__Textauszug__:
=======
Aufarbeitung des Cum-Ex-Steuerraubs

17.01.2019

Auswertung der Antwort der Bundesregierung (PDF) vom 14. Januar 2019 auf die Kleine Anfrage "Cum-Ex: Internationale Aspekte und juristische Aufarbeitung" von Fabio De Masi u.a. und der Fraktionen DIE LINKE. und Bündnis 90/Die Grünen.

 

Zusammenfassung:

Cum-Ex und vergleichbare Geschäfte wie Cum-Cum haben in Deutschland einen mutmaßlich signifikanten Schaden in zweistelliger Milliardenhöhe verursacht. Schätzungen für den Schaden in mehreren EU-Staaten sprechen von 55 Milliarden Euro. Bei diesen steuergetriebenen Geschäften erwirken Banken, Investoren und Händler durch komplexe Konstruktionen die widerrechtliche mehrmalige Erstattung nur einmal gezahlter Kapitalertragsteuern oder die Erstattung von Steuern, für die eigentlich keine Erstattungsberechtigung vorliegt. Profite entstehen so ausschließlich aus Steuern, die die Allgemeinheit bezahlt hat.

Die Kleine Anfrage erfragt anlässlich der Veröffentlichung der Cum-Ex-Files im Oktober 2018 Daten zu der (juristischen) Aufarbeitung des Cum-Ex-Skandals in Deutschland, zur Handlungsfähigkeit der Behörden, steuergetriebene Geschäfte in Zukunft zu unterbinden und zur internationalen Dimension des Skandals. Bei letzterer spielt der Informationsaustausch in Steuersachen eine entscheidende Rolle. Hier hätte Deutschland mutmaßlich Partnerländer in der EU früher warnen können, um Geschäfte dort frühzeitig zu unterbinden und Steuerschäden zu minimieren.
=======
(Bounding-Box-Datensätze)
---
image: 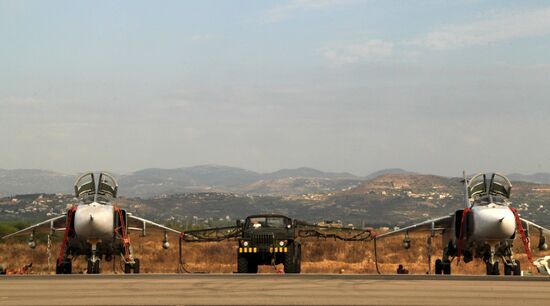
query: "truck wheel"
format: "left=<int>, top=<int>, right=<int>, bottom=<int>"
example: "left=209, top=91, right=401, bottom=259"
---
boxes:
left=504, top=263, right=512, bottom=275
left=237, top=255, right=248, bottom=273
left=248, top=260, right=258, bottom=273
left=513, top=260, right=521, bottom=276
left=124, top=263, right=132, bottom=274
left=61, top=260, right=72, bottom=274
left=435, top=259, right=443, bottom=275
left=441, top=260, right=451, bottom=275
left=133, top=258, right=139, bottom=274
left=284, top=244, right=300, bottom=273
left=296, top=244, right=302, bottom=273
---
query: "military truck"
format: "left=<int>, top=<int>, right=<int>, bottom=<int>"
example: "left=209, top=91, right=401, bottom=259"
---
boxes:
left=237, top=214, right=302, bottom=273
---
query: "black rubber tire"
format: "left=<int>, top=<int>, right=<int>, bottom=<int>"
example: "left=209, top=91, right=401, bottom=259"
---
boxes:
left=86, top=259, right=99, bottom=274
left=485, top=261, right=493, bottom=275
left=493, top=261, right=500, bottom=275
left=512, top=261, right=521, bottom=276
left=94, top=260, right=99, bottom=274
left=435, top=259, right=443, bottom=275
left=504, top=264, right=513, bottom=275
left=441, top=261, right=451, bottom=275
left=124, top=263, right=132, bottom=274
left=248, top=260, right=258, bottom=274
left=132, top=258, right=139, bottom=274
left=237, top=255, right=248, bottom=273
left=86, top=259, right=94, bottom=274
left=296, top=244, right=302, bottom=273
left=283, top=243, right=300, bottom=273
left=61, top=260, right=72, bottom=274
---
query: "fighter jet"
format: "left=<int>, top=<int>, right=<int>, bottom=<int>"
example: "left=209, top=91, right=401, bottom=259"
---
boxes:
left=2, top=172, right=180, bottom=274
left=375, top=172, right=550, bottom=275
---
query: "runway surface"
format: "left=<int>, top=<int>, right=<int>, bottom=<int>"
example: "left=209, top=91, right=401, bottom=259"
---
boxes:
left=0, top=274, right=550, bottom=305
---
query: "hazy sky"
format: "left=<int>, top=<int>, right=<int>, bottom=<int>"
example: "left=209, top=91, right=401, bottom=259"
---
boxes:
left=0, top=0, right=550, bottom=176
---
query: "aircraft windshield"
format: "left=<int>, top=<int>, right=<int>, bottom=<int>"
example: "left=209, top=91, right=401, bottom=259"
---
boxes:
left=246, top=217, right=287, bottom=228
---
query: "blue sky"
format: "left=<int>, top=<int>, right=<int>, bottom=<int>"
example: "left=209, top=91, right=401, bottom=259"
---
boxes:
left=0, top=0, right=550, bottom=175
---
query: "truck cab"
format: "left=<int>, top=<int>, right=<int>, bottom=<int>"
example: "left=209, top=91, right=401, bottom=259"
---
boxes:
left=237, top=214, right=302, bottom=273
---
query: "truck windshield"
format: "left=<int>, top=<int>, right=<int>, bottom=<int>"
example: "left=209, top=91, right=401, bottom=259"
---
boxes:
left=246, top=217, right=286, bottom=228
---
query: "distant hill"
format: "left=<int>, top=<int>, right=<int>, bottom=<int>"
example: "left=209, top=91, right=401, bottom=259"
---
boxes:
left=507, top=172, right=550, bottom=184
left=262, top=167, right=359, bottom=179
left=0, top=165, right=361, bottom=198
left=0, top=172, right=550, bottom=226
left=0, top=169, right=76, bottom=195
left=365, top=168, right=414, bottom=180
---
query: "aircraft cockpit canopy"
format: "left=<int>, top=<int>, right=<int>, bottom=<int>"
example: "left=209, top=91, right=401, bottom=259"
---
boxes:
left=74, top=172, right=118, bottom=202
left=245, top=216, right=291, bottom=228
left=74, top=172, right=96, bottom=201
left=468, top=173, right=512, bottom=205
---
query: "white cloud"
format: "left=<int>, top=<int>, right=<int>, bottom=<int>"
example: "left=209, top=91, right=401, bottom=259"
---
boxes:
left=321, top=8, right=550, bottom=64
left=262, top=0, right=349, bottom=23
left=321, top=39, right=393, bottom=64
left=413, top=8, right=550, bottom=50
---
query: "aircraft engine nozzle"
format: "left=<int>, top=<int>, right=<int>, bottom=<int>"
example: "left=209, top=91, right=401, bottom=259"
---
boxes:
left=403, top=238, right=411, bottom=250
left=539, top=236, right=548, bottom=251
left=28, top=232, right=36, bottom=249
left=162, top=232, right=170, bottom=250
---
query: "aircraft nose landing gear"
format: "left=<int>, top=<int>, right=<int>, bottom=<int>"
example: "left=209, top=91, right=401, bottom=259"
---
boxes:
left=124, top=258, right=139, bottom=274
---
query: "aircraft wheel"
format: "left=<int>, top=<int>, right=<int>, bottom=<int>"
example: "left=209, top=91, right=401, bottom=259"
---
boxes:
left=435, top=259, right=443, bottom=275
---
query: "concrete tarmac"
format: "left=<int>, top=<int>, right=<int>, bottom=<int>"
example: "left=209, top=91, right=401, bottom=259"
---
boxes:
left=0, top=274, right=550, bottom=306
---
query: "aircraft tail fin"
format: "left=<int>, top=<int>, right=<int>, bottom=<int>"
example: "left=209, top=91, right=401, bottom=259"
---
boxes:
left=461, top=170, right=470, bottom=208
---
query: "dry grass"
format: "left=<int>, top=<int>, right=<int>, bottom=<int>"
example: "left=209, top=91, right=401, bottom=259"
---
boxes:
left=0, top=231, right=550, bottom=274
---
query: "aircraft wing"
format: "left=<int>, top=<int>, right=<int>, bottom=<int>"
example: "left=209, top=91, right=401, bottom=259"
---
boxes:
left=126, top=213, right=181, bottom=235
left=2, top=215, right=67, bottom=239
left=520, top=218, right=550, bottom=234
left=375, top=214, right=454, bottom=239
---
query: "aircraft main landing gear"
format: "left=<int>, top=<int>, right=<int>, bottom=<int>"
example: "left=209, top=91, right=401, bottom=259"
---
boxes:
left=435, top=259, right=451, bottom=275
left=87, top=258, right=99, bottom=274
left=124, top=258, right=139, bottom=274
left=504, top=261, right=521, bottom=276
left=485, top=261, right=500, bottom=275
left=55, top=259, right=72, bottom=274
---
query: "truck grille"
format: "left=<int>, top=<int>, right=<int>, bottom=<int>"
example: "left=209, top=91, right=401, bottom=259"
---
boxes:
left=252, top=234, right=274, bottom=245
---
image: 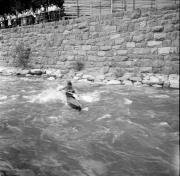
=======
__Aufgabenstellung 1__:
Gib im Text zum Cum-Ex-Steuerraub den Abschnitt von „Aufarbeitung des Cum-Ex-Steuerraubs“ bis „Bündnis 90/Die Grünen.“ wortgetreu wieder.
__Aufgabenstellung 2__:
Wie geht der Text zur Aufarbeitung des Cum-Ex-Steuerraubs weiter? Führe ihn im Anschluss an seinen letzten Satz fort.
Die Daten stehen in keinem Zusammenhang mit dem Text.

__Ergebnis 1__:
Aufarbeitung des Cum-Ex-Steuerraubs

17.01.2019

Auswertung der Antwort der Bundesregierung (PDF) vom 14. Januar 2019 auf die Kleine Anfrage "Cum-Ex: Internationale Aspekte und juristische Aufarbeitung" von Fabio De Masi u.a. und der Fraktionen DIE LINKE. und Bündnis 90/Die Grünen.

__Ergebnis 2__:
Die im November 2018 medial bekannt gewordenen Geschäfte mit American Depositary Receipts (ADR) stellen die von der Bundesregierung vertretene Schlussfolgerung in Frage, nach der steuergetriebene Geschäfte in Deutschland nicht mehr möglich seien. Überdies demonstrieren die Antworten auf die Kleine Anfrage die nach wie vor bestehenden Probleme bei der Finanzaufsicht (BaFin), den Finanzsektor in diesem Kontext effektiv und umfassend zu überwachen und bei Fehlverhalten entschieden Sanktionsmaßnahmen zu ergreifen. Auch die proaktive internationale Kooperation der Bundesregierung erscheint mangelhaft. Ermittlungsverfahren in Deutschland laufen in vielen Fällen auf Länderebene, aber die Bundesregierung verfügt über keine aktuellen Daten zur Aufarbeitung des mutmaßlich größten Steuerskandals der deutschen Geschichte.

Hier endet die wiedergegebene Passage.